Hmm.. but on that note where is this package going? If I understood you right @andyferris part of what you're trying to do is to make a functional interface in this package which can act as a backend for various syntaxes? From that point of view the positional arguments seem like the right way to go, but that seems to conflict with making this package more usable in its own right (aka, this PR).

bramtayl commented 5 years ago

Ok... more thoughts. What about:

struct Match{Comparison, LeftKey, RightKey}
    comparision::Comparison
    left_key::LeftKey
    right_key::RightKey
end

Match(f) = Match(isequal, f, f)
Match(s::Symbol) = Match(x -> getproperty(x, s))

(m::Match)(t::Tuple{A, B}) where {A, B} = m.comparison(m.left_key(t[1]), m.right_key(t[2]))

Then really, what we got, is a way to decompose this into three lazy operations:

@> Product(left, right) |>
    Filter(Match(:a), _) |>
    Map(merge, _)

With the right optimizations, inner_join wouldn't even be needed any more.

Sorry, I'm doing that thing again where I propose not very well thought out very breaking changes

c42f commented 5 years ago

Such a lot of great ideas :-)

innerjoin(customers, Match(:id), staff)

innerjoin(customers, Match(:id, :customer_id), orders)

or in analogy to @Select and @Compute:

innerjoin(customers, @Match($id == $customer_id), orders)

Admittedly in that last one the rules for inferring which side we're pulling the fields from could get a little ropey, though restricted to simple cases it could be quite nice. A convention for naming table placeholders could disambiguate:

# Orders in first year... a bit contrived I know
innerjoin(customers, @Match($_2.date - $_1.date < Year(1)), orders)

with _1 and _2 being the left and right tables to be joined. Hmm, a bit ugly. Btw @andyferris have you thought about what happens when joining more than two tables together?

> _Input rows_
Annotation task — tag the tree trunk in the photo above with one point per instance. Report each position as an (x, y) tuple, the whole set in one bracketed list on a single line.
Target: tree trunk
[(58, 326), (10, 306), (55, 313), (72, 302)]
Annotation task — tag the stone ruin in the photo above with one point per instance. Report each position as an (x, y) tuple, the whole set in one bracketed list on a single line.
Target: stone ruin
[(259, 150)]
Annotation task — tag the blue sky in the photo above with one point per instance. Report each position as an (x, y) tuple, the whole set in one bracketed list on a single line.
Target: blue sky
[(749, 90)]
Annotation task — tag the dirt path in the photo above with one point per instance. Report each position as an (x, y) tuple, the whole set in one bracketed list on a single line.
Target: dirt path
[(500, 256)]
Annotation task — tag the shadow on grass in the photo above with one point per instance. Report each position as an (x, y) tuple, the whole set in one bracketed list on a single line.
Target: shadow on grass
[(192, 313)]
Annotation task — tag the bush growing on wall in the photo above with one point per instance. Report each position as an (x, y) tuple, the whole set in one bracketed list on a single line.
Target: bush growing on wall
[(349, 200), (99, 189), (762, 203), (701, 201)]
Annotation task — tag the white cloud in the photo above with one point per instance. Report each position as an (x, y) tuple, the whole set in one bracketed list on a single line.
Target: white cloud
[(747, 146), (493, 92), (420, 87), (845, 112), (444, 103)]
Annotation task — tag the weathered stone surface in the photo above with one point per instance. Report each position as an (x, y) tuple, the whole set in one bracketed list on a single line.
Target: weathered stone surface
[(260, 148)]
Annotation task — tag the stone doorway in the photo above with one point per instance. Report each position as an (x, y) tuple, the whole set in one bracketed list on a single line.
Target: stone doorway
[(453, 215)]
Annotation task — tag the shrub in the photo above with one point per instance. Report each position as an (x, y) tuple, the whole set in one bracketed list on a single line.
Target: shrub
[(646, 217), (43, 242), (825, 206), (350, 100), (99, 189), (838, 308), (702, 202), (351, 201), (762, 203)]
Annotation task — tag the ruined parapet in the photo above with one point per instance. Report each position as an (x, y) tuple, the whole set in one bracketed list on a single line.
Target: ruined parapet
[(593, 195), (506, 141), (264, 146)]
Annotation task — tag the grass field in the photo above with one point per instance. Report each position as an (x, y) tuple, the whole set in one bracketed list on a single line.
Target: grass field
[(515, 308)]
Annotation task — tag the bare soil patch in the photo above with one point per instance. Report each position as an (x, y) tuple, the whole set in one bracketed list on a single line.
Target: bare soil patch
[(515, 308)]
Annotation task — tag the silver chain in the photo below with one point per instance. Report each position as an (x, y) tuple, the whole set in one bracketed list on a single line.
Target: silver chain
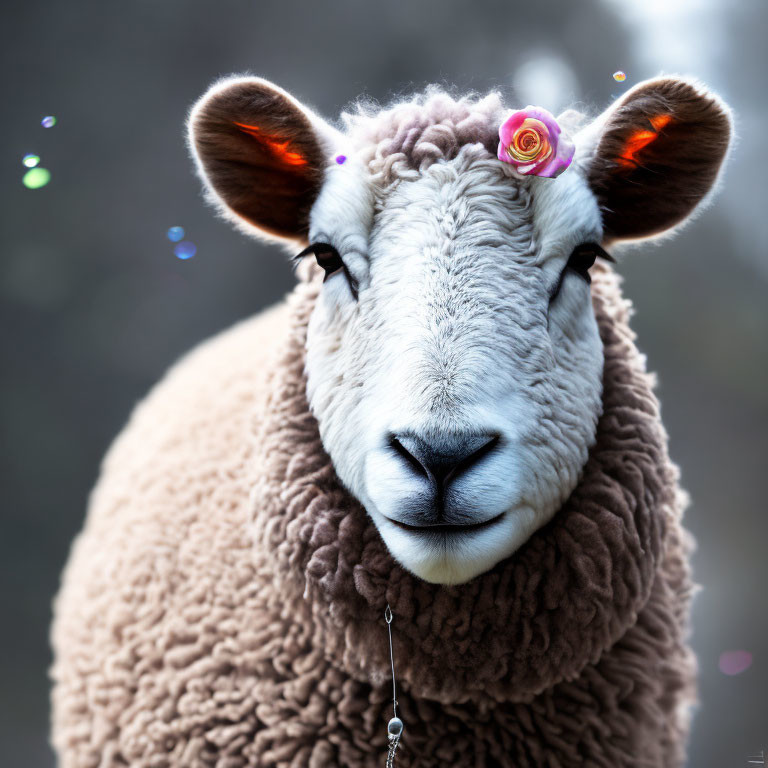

> _Actions to take_
- a) Copy the records verbatim, starting at the line containing "Annotation task — tag the bare" and running through the end of the records, both ends included. Leave out any pictures.
- b) Continue the discussion of join syntax from where it stops.

> _Task-by-task outputs_
- a)
Annotation task — tag the bare soil patch in the photo above with one point per instance. Report each position as an (x, y) tuple, the whole set in one bracketed list on a single line.
Target: bare soil patch
[(515, 308)]
Annotation task — tag the silver chain in the photo below with one point per instance. Report each position as an (x, y) tuple, the whole set in one bracketed list on a single line.
Target: silver chain

- b)
Speculating about all this, I feel I should know more about Query.

bramtayl commented 5 years ago

Ok, even more... I've been thinking for a long time about very lazy and very factored interfaces, and looking through the rest of the functions here I'm getting quite a few ideas... Here's a few...

groupreduce: map + reduce + group innerjoin: product + filter + map combinedims: flatten mapmany: map + flatten

So might it be fair to say, then, that given the right what I call function optimizations, e.g. Match is an example of a function optimization, another one would be Reduce(+) instead of sum, that really a lot of what is here could be simply optimizations of Base iterators that could some day make it into Base?

c42f commented 5 years ago

@bramtayl I think this is what Andy had in mind, the design of Andy's several data related packages is to be composable. For example, putting arrays from AcceleratedArrays into a Table from TypedTables should accelerate joins done with innerjoin from SplitApplyCombine.

c42f commented 5 years ago

I'm just an observer of what Andy's been doing btw, he can tell you the full story.